======== The data
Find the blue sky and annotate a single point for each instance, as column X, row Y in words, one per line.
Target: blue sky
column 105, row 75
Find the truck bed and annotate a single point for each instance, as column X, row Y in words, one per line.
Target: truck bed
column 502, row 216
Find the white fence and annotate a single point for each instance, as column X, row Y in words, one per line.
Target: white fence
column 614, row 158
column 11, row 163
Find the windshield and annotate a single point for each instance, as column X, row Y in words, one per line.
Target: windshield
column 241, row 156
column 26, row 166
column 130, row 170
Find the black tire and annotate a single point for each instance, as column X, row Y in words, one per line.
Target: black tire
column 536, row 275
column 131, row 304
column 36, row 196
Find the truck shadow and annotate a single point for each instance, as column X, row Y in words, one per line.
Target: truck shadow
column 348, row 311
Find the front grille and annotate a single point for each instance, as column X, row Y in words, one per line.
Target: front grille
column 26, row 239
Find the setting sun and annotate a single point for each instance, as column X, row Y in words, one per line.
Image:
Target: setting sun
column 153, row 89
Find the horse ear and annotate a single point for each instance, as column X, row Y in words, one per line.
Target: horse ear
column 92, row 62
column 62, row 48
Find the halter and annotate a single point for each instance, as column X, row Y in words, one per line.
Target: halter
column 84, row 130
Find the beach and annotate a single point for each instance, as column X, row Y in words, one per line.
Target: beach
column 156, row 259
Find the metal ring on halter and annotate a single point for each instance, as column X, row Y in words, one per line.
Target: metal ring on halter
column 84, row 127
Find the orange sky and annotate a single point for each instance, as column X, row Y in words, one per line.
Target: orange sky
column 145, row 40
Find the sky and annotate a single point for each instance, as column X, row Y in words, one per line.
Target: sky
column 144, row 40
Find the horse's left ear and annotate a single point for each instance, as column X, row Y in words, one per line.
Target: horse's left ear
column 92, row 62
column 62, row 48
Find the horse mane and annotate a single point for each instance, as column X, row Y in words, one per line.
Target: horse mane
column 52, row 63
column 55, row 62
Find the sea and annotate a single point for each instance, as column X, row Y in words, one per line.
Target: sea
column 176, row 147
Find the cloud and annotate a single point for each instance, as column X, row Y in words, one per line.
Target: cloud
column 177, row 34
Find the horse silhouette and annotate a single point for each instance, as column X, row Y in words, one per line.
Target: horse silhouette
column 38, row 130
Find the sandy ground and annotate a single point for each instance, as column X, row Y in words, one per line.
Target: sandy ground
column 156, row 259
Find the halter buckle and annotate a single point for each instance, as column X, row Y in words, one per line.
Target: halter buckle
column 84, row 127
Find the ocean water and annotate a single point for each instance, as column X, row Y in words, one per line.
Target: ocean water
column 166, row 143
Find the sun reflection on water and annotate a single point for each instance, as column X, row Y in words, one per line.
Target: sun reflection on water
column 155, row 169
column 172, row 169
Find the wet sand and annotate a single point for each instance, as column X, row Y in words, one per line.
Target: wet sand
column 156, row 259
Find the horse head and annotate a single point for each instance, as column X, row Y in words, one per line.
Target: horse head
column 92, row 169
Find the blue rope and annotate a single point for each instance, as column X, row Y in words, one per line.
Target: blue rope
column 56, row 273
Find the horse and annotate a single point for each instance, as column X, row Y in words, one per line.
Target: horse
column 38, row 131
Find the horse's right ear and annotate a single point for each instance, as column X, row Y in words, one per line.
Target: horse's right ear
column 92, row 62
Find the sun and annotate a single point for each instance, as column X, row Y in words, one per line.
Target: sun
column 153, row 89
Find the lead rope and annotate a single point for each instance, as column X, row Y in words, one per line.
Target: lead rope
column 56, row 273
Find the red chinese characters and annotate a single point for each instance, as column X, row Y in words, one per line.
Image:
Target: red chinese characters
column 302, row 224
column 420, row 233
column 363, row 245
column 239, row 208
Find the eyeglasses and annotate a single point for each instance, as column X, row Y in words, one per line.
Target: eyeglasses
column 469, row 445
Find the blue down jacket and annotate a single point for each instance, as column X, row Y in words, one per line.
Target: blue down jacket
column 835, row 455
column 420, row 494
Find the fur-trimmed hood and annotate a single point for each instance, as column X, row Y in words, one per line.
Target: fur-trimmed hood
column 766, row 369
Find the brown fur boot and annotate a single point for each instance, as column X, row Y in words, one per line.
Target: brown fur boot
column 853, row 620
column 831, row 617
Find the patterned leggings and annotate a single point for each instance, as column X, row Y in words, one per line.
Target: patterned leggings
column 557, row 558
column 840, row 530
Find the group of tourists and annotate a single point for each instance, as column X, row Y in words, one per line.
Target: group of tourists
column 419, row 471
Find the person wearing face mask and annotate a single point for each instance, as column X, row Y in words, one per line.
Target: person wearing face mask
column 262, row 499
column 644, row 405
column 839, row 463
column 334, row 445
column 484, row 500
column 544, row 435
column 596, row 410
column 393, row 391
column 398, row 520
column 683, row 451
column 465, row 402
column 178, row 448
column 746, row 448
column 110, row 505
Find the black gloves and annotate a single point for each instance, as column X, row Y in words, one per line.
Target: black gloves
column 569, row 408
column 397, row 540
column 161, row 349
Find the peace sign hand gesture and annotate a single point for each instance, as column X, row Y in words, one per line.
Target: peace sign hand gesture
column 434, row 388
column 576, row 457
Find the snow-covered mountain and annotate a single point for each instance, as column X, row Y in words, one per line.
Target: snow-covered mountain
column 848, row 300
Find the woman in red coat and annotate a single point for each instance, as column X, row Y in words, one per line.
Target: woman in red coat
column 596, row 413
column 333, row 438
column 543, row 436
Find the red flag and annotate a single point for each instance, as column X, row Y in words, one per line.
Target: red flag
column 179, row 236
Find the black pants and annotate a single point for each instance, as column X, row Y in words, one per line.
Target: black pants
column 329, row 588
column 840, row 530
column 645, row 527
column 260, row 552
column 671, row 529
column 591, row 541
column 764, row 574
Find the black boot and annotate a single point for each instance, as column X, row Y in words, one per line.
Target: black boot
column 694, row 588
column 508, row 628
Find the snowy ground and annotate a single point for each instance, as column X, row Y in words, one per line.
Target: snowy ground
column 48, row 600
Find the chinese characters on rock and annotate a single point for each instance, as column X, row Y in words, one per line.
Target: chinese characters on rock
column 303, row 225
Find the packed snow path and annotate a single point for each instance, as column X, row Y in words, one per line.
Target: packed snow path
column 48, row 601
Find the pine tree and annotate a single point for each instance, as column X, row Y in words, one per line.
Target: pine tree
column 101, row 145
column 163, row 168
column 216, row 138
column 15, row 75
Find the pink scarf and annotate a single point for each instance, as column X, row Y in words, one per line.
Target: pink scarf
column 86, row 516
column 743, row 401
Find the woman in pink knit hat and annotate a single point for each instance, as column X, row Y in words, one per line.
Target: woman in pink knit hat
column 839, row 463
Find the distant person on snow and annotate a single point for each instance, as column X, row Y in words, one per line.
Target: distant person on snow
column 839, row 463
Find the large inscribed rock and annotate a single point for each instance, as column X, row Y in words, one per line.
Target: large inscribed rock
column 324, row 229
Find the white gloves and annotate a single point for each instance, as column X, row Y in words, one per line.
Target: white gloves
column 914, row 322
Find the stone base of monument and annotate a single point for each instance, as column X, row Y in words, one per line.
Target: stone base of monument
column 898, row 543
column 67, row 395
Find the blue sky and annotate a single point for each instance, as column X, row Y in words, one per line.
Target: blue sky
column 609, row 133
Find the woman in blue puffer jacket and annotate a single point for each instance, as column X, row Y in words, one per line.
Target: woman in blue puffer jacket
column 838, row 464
================
• Aim of the task:
Rewrite the material from the line containing "Find the large" through the line containing "column 324, row 229", changing "inscribed" to "carved" and keeping everything else in those lines the same.

• Answer below:
Find the large carved rock and annotate a single point for each instance, as column X, row Y in words, one per line.
Target: large carved rock
column 324, row 229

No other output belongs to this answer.